***** GIVEN TEXT *****
# Arc-disjoint Strong Spanning Subdigraphs of Semicomplete Compositions

**Authors:** Joergen Bang-Jensen, Gregory Gutin, Anders Yeo

arXiv: 1903.12225 · 2019-04-01

## TL;DR

This paper characterizes when certain complex digraphs, formed by combining a semicomplete digraph with arbitrary digraphs, can be decomposed into two strong arc-disjoint spanning subdigraphs, extending previous results and providing a polynomial-time construction method.

## Contribution

It generalizes existing characterizations of strong arc decompositions to a broader class of digraph compositions with semicomplete bases and arbitrary components, solving an open problem.

## Key findings

- Provides a characterization for strong arc decompositions in semicomplete compositions.
- Develops a polynomial-time algorithm for constructing such decompositions.
- Extends previous results to more general digraph structures.
***** ENTRIES SHOWN *****
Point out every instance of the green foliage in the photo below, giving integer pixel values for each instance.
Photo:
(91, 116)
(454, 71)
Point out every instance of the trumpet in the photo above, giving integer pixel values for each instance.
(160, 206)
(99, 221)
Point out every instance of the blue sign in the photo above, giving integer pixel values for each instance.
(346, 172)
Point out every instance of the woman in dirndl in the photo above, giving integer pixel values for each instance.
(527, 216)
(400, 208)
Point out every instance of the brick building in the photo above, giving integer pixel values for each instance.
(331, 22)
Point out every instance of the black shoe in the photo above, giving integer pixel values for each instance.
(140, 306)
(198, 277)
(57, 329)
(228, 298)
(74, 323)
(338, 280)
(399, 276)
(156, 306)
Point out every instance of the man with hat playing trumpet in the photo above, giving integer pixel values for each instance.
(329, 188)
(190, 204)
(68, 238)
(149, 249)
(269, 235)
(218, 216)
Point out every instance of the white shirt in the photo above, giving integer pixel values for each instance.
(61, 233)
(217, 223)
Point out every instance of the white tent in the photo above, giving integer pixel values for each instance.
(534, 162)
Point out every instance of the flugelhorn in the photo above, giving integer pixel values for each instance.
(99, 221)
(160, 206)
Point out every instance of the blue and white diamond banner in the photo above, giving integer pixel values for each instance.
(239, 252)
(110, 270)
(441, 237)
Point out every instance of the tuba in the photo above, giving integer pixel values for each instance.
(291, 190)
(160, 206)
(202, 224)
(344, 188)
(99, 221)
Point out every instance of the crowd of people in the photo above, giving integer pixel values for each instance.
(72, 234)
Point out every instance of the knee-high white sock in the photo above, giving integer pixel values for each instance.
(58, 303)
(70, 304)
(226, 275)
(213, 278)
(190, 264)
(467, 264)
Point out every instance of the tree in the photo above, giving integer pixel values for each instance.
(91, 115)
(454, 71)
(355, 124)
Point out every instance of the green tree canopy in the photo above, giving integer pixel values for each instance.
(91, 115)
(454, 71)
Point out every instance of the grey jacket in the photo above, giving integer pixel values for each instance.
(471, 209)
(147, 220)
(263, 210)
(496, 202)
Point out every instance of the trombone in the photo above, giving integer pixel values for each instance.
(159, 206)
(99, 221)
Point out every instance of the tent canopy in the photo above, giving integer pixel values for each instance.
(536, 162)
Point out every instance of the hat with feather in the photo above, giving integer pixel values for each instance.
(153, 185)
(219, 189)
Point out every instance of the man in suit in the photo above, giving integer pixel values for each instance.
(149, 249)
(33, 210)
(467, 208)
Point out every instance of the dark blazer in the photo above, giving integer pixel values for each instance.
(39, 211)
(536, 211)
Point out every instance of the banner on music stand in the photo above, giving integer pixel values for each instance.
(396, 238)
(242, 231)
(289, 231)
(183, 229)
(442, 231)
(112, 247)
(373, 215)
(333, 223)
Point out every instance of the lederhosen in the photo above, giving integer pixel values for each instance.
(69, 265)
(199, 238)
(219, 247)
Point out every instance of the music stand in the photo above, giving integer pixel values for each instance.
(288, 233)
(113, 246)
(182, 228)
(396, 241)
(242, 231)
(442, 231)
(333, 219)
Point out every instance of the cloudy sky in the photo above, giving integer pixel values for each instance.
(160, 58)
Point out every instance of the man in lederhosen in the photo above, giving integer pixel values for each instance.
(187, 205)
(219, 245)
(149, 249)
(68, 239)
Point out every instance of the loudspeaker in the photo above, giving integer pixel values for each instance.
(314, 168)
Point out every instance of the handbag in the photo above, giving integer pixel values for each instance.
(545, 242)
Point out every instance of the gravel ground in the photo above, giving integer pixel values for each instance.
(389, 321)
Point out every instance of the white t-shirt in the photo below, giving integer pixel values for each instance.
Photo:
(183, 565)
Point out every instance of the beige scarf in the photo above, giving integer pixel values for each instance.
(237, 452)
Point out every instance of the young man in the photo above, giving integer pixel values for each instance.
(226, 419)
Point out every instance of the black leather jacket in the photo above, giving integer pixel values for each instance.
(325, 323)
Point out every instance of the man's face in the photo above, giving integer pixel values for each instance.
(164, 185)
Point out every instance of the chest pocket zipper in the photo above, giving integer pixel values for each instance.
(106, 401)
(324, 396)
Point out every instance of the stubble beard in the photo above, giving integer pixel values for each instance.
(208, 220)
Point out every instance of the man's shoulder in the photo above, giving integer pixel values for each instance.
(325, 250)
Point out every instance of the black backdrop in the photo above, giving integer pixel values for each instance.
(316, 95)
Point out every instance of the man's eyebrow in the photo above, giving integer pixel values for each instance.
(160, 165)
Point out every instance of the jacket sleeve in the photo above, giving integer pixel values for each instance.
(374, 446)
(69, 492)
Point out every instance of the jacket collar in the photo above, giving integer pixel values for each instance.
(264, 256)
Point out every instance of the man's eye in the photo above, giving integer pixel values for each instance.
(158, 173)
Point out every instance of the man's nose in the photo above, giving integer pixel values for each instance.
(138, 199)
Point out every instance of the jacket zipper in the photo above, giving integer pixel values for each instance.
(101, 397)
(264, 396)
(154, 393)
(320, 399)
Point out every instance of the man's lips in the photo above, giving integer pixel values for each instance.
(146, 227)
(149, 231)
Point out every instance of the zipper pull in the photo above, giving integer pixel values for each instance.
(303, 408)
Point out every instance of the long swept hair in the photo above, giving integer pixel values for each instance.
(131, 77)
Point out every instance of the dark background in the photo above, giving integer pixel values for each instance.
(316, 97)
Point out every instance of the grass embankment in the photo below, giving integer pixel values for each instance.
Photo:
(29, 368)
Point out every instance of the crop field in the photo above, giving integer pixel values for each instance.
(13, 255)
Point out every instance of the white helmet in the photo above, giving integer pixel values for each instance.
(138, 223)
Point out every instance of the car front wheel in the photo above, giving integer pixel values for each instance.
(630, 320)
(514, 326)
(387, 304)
*****
WHAT THIS TASK INVOLVES =
Could you continue the summary of the paper on arc-disjoint strong spanning subdigraphs of semicomplete compositions, picking up after its last key finding?

REPLY TO THE TASK =
## Abstract

A strong arc decomposition of a digraph $D=(V,A)$ is a decomposition of its arc set $A$ into two disjoint subsets $A_1$ and $A_2$ such that both of the spanning subdigraphs $D_1=(V,A_1)$ and $D_2=(V,A_2)$ are strong. Let $T$ be a digraph with $t$ vertices $u_1,\dots , u_t$ and let $H_1,\dots H_t$ be digraphs such that $H_i$ has vertices $u_{i,j_i},\ 1\le j_i\le n_i.$ Then the composition $Q=T[H_1,\dots , H_t]$ is a digraph with vertex set $\cup_{i=1}^t V(H_i)=\{u_{i,j_i}\mid 1\le i\le t, 1\le j_i\le n_i\}$ and arc set \[ \left(\cup^t_{i=1}A(H_i) \right) \cup \left( \cup_{u_iu_p\in A(T)} \{u_{ij_i}u_{pq_p} \mid 1\le j_i\le n_i, 1\le q_p\le n_p\} \right). \] We obtain a characterization of digraph compositions $Q=T[H_1,\dots H_t]$ which have a strong arc decomposition when $T$ is a semicomplete digraph and each $H_i$ is an arbitrary digraph. Our characterization generalizes a characterization by Bang-Jensen and Yeo (2003) of semicomplete digraphs with a strong arc decomposition and solves an open problem by Sun, Gutin and Ai (2018) on strong arc decompositions of digraph compositions $Q=T[H_1,\dots , H_t]$ in which $T$ is semicomplete and each $H_i$ is arbitrary. Our proofs are constructive and imply the existence of a polynomial algorithm for constructing a \good{} decomposition of a digraph $Q=T[H_1,\dots , H_t]$, with $T$ semicomplete, whenever such a decomposition exists.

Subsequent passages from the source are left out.